— REQUEST —
Extract each line of the records below that contains the string "background". Treat uppercase and lowercase letters as different.

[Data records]
* * * * *

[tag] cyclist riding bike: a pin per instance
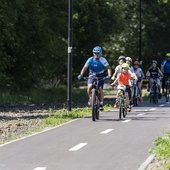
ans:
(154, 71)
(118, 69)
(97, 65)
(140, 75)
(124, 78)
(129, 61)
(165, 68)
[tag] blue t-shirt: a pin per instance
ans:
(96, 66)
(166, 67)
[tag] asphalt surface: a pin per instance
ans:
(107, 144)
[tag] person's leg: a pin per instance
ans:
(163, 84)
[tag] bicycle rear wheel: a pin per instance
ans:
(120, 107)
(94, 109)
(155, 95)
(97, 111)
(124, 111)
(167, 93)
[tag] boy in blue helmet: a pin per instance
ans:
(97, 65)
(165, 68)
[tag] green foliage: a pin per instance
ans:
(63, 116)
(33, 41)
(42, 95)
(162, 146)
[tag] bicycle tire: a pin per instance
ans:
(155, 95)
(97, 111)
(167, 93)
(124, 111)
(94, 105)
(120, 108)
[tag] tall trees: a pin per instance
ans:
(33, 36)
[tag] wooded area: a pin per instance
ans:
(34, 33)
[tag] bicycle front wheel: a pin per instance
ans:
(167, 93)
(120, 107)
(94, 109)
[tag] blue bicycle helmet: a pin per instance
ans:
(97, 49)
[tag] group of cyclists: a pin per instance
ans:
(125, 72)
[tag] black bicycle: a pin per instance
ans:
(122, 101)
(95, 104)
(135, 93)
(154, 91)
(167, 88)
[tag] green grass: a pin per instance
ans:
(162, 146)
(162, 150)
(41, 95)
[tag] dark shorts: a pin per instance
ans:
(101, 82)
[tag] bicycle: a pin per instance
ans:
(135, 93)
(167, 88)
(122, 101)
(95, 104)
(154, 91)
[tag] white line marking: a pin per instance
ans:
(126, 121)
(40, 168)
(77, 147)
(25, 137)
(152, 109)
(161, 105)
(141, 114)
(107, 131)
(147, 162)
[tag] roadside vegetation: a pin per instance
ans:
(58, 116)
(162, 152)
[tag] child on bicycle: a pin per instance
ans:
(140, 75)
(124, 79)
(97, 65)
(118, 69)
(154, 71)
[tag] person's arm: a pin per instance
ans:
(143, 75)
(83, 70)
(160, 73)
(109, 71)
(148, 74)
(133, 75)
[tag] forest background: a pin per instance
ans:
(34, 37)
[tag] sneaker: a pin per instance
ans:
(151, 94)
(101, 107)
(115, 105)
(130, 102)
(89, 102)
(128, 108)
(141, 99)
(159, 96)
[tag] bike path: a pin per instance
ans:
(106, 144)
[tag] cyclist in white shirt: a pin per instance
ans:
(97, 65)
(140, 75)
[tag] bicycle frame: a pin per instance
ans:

* * * * *

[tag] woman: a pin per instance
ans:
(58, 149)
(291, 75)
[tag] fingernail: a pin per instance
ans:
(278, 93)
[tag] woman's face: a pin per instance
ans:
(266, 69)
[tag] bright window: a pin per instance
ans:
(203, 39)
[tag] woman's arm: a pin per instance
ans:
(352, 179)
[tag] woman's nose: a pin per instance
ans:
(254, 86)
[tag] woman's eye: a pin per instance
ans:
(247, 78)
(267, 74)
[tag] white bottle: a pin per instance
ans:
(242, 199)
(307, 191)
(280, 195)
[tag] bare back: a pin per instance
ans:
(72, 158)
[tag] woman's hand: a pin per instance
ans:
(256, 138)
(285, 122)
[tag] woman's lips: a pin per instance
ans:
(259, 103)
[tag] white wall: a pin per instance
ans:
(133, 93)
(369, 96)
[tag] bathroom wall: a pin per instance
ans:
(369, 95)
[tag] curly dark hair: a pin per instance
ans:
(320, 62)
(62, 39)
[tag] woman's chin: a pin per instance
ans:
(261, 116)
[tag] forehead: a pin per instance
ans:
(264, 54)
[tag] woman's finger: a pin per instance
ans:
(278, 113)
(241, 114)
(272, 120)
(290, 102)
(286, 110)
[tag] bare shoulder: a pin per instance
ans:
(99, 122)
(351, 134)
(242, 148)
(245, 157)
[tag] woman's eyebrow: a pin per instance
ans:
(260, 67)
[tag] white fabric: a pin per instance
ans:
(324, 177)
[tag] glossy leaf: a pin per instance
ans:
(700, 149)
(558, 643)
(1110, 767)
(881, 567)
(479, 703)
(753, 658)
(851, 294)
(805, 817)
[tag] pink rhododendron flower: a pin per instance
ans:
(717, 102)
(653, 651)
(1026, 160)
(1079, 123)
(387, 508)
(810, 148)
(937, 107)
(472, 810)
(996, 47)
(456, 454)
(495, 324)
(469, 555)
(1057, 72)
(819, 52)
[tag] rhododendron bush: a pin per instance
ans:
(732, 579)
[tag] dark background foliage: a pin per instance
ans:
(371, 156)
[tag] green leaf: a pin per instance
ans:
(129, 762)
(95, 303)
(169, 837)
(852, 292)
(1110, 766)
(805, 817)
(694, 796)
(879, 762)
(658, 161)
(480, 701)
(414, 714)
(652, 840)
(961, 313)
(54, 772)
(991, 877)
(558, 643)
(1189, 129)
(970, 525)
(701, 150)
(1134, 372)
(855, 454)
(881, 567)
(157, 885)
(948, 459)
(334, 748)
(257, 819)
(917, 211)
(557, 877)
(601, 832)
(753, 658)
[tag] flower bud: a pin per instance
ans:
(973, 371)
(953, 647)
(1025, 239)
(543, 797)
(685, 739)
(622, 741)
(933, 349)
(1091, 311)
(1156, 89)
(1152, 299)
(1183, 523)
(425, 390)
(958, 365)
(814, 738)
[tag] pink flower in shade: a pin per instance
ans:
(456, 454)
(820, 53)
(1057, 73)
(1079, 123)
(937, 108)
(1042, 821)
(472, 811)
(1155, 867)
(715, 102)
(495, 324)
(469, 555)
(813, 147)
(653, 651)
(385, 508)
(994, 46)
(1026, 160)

* * * * *

— COMPLETE OUTPUT —
[tag] forest background: a pin per instance
[tag] dark background foliage: a pin per instance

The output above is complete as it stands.